### Stated task
Please reproduce every one of the entries below word for word.

--- Begin Records to process ---

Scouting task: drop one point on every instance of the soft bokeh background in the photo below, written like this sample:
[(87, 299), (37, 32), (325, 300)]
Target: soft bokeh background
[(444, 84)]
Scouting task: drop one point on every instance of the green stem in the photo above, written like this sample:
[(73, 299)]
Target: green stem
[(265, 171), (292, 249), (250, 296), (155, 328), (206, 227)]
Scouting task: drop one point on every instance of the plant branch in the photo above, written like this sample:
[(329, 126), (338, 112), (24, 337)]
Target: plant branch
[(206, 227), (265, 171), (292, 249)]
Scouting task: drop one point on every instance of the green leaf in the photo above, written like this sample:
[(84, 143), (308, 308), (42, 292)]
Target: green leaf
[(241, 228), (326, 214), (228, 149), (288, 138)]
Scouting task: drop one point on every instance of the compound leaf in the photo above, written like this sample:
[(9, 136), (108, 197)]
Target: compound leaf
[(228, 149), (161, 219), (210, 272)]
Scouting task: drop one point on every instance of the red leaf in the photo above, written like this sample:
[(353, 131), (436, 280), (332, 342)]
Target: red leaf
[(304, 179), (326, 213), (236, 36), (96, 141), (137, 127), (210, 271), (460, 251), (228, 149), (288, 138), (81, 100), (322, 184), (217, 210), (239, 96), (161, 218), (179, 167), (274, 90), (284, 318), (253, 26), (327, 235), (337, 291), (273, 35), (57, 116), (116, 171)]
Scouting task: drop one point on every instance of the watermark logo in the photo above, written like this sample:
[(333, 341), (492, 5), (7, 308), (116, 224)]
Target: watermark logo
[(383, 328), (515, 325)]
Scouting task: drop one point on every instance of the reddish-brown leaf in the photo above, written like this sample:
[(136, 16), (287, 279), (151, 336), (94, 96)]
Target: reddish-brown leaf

--- End Records to process ---

### Answer below
Scouting task: drop one point on every instance of the soft bokeh background in the photo below, written like this sample:
[(87, 299), (37, 32), (325, 300)]
Target: soft bokeh background
[(444, 84)]
Scouting task: drop one point on every instance of the green stem in the photo above, written like this sample:
[(73, 299)]
Target: green stem
[(265, 171), (292, 249), (250, 296), (155, 328), (206, 227)]
Scouting task: drop one point on every instance of the plant branch in the photo above, written like this sample:
[(329, 126), (338, 112), (24, 337)]
Target: plant branch
[(206, 227), (265, 171), (292, 249)]
Scouting task: drop one point on every instance of the green leaf in the photo above, written like this sample:
[(84, 143), (308, 308), (42, 292)]
Target: green leaf
[(241, 228), (326, 214), (228, 149), (288, 138)]
Scouting task: drop one point on every instance of the compound leaf in the photo above, written like this sample:
[(9, 136), (108, 197)]
Target: compound leaf
[(228, 149), (161, 219), (210, 272)]
Scouting task: drop one point on every instance of the red leaf in the photo above, written like this sample:
[(353, 131), (436, 280), (332, 342)]
Target: red leaf
[(304, 179), (326, 213), (236, 36), (96, 141), (137, 127), (210, 271), (460, 251), (228, 149), (288, 138), (81, 100), (322, 184), (217, 210), (239, 96), (161, 218), (179, 167), (274, 90), (284, 318), (253, 26), (327, 235), (337, 291), (273, 35), (57, 116), (116, 171)]
Scouting task: drop one point on every instance of the watermark logo in the photo above, written like this sample:
[(333, 341), (492, 5), (7, 308), (116, 224)]
Target: watermark logo
[(383, 328), (515, 325)]
Scouting task: drop one point on every instance of the reddish-brown leaf in the photo above, written like this sample:
[(136, 16), (287, 279), (151, 336), (94, 96)]
Target: reddish-brown leaf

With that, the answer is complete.